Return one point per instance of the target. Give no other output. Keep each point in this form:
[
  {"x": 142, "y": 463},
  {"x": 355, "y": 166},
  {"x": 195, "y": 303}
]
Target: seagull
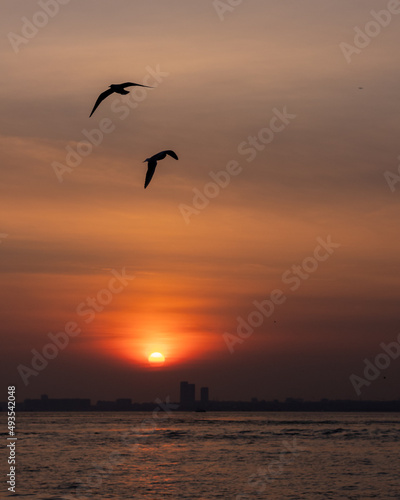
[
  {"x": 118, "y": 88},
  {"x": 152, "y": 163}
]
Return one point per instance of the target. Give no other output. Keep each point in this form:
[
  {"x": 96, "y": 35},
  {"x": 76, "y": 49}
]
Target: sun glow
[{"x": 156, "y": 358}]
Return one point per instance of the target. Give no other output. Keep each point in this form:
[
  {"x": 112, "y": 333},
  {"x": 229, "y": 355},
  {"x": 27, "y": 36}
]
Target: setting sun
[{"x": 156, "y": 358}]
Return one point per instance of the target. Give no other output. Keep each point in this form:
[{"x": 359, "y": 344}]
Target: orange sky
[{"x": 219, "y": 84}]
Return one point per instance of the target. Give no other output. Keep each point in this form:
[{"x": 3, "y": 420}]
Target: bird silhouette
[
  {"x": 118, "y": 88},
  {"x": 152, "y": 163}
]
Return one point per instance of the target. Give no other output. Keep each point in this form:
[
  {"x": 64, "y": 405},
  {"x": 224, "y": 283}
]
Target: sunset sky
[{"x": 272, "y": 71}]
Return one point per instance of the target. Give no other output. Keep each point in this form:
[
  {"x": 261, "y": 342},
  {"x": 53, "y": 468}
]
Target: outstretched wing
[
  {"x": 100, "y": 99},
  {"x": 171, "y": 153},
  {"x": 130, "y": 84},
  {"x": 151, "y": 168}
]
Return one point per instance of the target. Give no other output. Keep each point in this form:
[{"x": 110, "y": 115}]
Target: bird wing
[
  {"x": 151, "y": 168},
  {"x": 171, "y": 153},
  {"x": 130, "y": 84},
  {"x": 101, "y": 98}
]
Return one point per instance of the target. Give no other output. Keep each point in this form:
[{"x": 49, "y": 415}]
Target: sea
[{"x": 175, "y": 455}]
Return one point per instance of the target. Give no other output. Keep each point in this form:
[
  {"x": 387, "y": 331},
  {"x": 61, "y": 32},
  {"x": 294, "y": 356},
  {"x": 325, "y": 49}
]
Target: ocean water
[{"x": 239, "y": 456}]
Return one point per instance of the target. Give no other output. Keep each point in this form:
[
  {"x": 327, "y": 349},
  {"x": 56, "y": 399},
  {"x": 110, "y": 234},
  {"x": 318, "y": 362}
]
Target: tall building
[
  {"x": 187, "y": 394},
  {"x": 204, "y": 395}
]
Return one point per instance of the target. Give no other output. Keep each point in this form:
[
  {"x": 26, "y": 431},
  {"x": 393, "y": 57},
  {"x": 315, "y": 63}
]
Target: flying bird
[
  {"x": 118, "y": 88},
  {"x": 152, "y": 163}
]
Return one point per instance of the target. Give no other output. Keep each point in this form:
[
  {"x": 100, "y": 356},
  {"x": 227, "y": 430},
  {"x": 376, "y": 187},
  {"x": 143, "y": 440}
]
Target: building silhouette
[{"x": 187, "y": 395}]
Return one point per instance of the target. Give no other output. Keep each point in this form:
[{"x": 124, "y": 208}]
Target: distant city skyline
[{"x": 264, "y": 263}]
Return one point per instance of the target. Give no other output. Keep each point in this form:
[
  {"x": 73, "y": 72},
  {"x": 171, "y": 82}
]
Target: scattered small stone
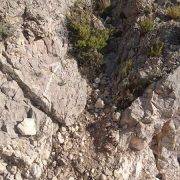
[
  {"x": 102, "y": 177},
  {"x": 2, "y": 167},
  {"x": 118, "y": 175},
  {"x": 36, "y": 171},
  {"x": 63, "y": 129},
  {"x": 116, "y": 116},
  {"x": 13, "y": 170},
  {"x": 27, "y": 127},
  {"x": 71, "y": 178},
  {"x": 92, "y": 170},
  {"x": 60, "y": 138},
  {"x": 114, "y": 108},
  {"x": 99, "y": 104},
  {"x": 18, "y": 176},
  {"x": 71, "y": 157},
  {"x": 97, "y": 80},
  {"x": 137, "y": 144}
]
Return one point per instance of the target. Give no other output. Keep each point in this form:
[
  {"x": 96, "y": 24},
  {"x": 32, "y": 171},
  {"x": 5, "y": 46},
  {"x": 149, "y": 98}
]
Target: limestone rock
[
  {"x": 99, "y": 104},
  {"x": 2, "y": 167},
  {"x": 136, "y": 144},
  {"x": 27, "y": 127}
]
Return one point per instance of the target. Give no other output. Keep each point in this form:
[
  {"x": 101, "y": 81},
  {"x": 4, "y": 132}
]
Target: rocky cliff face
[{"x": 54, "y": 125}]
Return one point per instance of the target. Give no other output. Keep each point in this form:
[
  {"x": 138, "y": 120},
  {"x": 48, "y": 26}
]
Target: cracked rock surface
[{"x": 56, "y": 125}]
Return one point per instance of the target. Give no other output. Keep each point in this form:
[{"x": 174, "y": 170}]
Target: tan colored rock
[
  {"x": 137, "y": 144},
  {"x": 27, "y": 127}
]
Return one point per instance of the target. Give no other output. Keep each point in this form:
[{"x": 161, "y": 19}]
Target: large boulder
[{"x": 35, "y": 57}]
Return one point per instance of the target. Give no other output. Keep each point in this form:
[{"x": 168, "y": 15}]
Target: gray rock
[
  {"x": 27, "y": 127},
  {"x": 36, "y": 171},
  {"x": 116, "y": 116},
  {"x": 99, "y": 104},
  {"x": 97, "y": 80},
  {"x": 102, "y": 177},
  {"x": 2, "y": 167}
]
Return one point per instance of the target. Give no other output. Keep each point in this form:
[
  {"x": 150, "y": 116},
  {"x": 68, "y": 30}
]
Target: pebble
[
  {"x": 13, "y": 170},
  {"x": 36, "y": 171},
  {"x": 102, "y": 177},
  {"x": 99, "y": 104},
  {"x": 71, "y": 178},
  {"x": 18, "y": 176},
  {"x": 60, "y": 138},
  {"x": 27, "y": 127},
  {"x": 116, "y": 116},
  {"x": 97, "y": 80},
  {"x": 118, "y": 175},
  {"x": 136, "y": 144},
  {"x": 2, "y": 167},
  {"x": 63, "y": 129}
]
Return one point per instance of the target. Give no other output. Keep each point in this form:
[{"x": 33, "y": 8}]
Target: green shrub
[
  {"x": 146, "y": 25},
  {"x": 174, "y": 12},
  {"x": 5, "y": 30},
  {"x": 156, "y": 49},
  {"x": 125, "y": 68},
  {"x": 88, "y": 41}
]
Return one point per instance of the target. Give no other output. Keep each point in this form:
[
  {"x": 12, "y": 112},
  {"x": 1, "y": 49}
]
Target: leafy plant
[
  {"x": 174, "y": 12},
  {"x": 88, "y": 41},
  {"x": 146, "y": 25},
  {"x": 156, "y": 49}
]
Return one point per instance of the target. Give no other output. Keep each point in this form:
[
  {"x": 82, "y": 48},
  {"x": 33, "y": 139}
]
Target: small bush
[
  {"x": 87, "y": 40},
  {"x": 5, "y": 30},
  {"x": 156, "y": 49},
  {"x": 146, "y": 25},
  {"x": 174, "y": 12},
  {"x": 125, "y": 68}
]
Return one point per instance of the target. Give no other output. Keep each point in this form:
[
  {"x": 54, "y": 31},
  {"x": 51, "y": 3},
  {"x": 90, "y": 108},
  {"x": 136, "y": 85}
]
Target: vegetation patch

:::

> Exercise description:
Please set down the records exactly, and keep every image out of the copy.

> Solution:
Return one point per instance of the target. Give no other output. Keep each point in this form:
[
  {"x": 142, "y": 463},
  {"x": 355, "y": 166},
  {"x": 195, "y": 303}
]
Target: seagull
[
  {"x": 118, "y": 88},
  {"x": 152, "y": 163}
]
Return one point per instance of the target. Give no other output. Keep each point in this form:
[
  {"x": 96, "y": 35},
  {"x": 76, "y": 49}
]
Target: sun glow
[{"x": 156, "y": 358}]
Return one point per instance of the target. Give no other output. Keep each point in this form:
[
  {"x": 112, "y": 333},
  {"x": 229, "y": 355},
  {"x": 27, "y": 36}
]
Target: setting sun
[{"x": 156, "y": 358}]
Return one point per instance of the target. Give no other output. Keep each point in this form:
[{"x": 359, "y": 344}]
Target: orange sky
[{"x": 219, "y": 84}]
Return one point per instance of the target. Give no other output. Keep each point in this form:
[{"x": 3, "y": 420}]
Target: bird silhouette
[
  {"x": 118, "y": 88},
  {"x": 152, "y": 163}
]
Return one point per instance of the target. Give no other output. Keep each point in this form:
[
  {"x": 64, "y": 405},
  {"x": 224, "y": 283}
]
Target: sunset sky
[{"x": 272, "y": 71}]
Return one point per instance of the target. Give no other output. Keep each point in this form:
[
  {"x": 261, "y": 342},
  {"x": 53, "y": 468}
]
Target: outstretched wing
[
  {"x": 100, "y": 99},
  {"x": 171, "y": 153},
  {"x": 130, "y": 84},
  {"x": 151, "y": 168}
]
Return one point per instance of the target. Give no other output. Keep each point in this form:
[{"x": 110, "y": 115}]
Target: bird wing
[
  {"x": 151, "y": 168},
  {"x": 171, "y": 153},
  {"x": 130, "y": 84},
  {"x": 101, "y": 98}
]
Return one point per instance of the target. Give no other output. Keep each point in this form:
[{"x": 49, "y": 415}]
Target: sea
[{"x": 175, "y": 455}]
Return one point per instance of the target. Give no other output. Keep each point in this form:
[
  {"x": 387, "y": 331},
  {"x": 61, "y": 32},
  {"x": 294, "y": 356},
  {"x": 325, "y": 49}
]
Target: ocean water
[{"x": 239, "y": 456}]
Return one point per instance of the target. Give no other output. Keep each point in this form:
[
  {"x": 327, "y": 349},
  {"x": 56, "y": 399},
  {"x": 110, "y": 234},
  {"x": 318, "y": 362}
]
Target: tall building
[
  {"x": 187, "y": 394},
  {"x": 204, "y": 395}
]
Return one point per instance of the target. Give no other output. Keep each point in this form:
[
  {"x": 26, "y": 431},
  {"x": 393, "y": 57},
  {"x": 315, "y": 63}
]
Target: flying bird
[
  {"x": 118, "y": 88},
  {"x": 152, "y": 163}
]
Return one point per instance of the target. Give no other output. Keep each point in this form:
[
  {"x": 100, "y": 356},
  {"x": 227, "y": 430},
  {"x": 376, "y": 187},
  {"x": 143, "y": 440}
]
Target: building silhouette
[{"x": 187, "y": 395}]
Return one point per instance of the target. Give no other output. Keep each point in this form:
[{"x": 124, "y": 208}]
Target: distant city skyline
[{"x": 264, "y": 263}]
Return one point per instance of the target. Give no other output. Keep each point in this form:
[
  {"x": 73, "y": 72},
  {"x": 171, "y": 82}
]
Target: scattered small stone
[
  {"x": 102, "y": 177},
  {"x": 2, "y": 167},
  {"x": 118, "y": 175},
  {"x": 36, "y": 171},
  {"x": 63, "y": 129},
  {"x": 116, "y": 116},
  {"x": 13, "y": 170},
  {"x": 27, "y": 127},
  {"x": 71, "y": 178},
  {"x": 92, "y": 170},
  {"x": 60, "y": 138},
  {"x": 114, "y": 108},
  {"x": 99, "y": 104},
  {"x": 18, "y": 176},
  {"x": 71, "y": 157},
  {"x": 97, "y": 80},
  {"x": 137, "y": 144}
]
Return one point per instance of the target. Give no other output. Keep each point in this form:
[
  {"x": 96, "y": 24},
  {"x": 32, "y": 171},
  {"x": 5, "y": 46},
  {"x": 149, "y": 98}
]
Target: limestone rock
[
  {"x": 99, "y": 104},
  {"x": 2, "y": 167},
  {"x": 136, "y": 144},
  {"x": 27, "y": 127}
]
Return one point per instance of the target. Give no other output. Keep each point in this form:
[
  {"x": 101, "y": 81},
  {"x": 4, "y": 132}
]
Target: rocky cliff face
[{"x": 54, "y": 125}]
Return one point per instance of the target. Give no other output. Keep each point in this form:
[
  {"x": 138, "y": 120},
  {"x": 48, "y": 26}
]
Target: cracked rock surface
[{"x": 56, "y": 125}]
Return one point per instance of the target. Give no other output. Keep each point in this form:
[{"x": 174, "y": 170}]
Target: tan colored rock
[
  {"x": 137, "y": 144},
  {"x": 27, "y": 127}
]
Return one point per instance of the target. Give no other output. Keep each point in this form:
[{"x": 161, "y": 19}]
Target: large boulder
[{"x": 35, "y": 57}]
Return one point per instance of the target. Give no other output. Keep each point in this form:
[{"x": 168, "y": 15}]
Target: gray rock
[
  {"x": 27, "y": 127},
  {"x": 36, "y": 171},
  {"x": 116, "y": 116},
  {"x": 99, "y": 104},
  {"x": 97, "y": 80},
  {"x": 102, "y": 177},
  {"x": 2, "y": 167}
]
Return one point per instance of the target. Give no other output. Keep each point in this form:
[
  {"x": 150, "y": 116},
  {"x": 68, "y": 30}
]
Target: pebble
[
  {"x": 13, "y": 170},
  {"x": 36, "y": 171},
  {"x": 102, "y": 177},
  {"x": 99, "y": 104},
  {"x": 71, "y": 178},
  {"x": 18, "y": 176},
  {"x": 60, "y": 138},
  {"x": 27, "y": 127},
  {"x": 116, "y": 116},
  {"x": 97, "y": 80},
  {"x": 118, "y": 175},
  {"x": 136, "y": 144},
  {"x": 2, "y": 167},
  {"x": 63, "y": 129}
]
Return one point per instance of the target. Give no other output. Keep each point in this form:
[{"x": 33, "y": 8}]
Target: green shrub
[
  {"x": 146, "y": 25},
  {"x": 174, "y": 12},
  {"x": 5, "y": 30},
  {"x": 156, "y": 49},
  {"x": 125, "y": 68},
  {"x": 88, "y": 41}
]
Return one point per instance of the target. Give no other output. Keep each point in this form:
[
  {"x": 12, "y": 112},
  {"x": 1, "y": 49}
]
Target: leafy plant
[
  {"x": 174, "y": 12},
  {"x": 88, "y": 41},
  {"x": 146, "y": 25},
  {"x": 156, "y": 49}
]
Return one point per instance of the target. Give no other output. Keep each point in this form:
[
  {"x": 82, "y": 48},
  {"x": 33, "y": 139}
]
Target: small bush
[
  {"x": 87, "y": 40},
  {"x": 5, "y": 30},
  {"x": 156, "y": 49},
  {"x": 146, "y": 25},
  {"x": 174, "y": 12},
  {"x": 125, "y": 68}
]
Return one point per instance of the target. Give no other output. Keep each point in this form:
[
  {"x": 54, "y": 31},
  {"x": 51, "y": 3},
  {"x": 90, "y": 108},
  {"x": 136, "y": 85}
]
Target: vegetation patch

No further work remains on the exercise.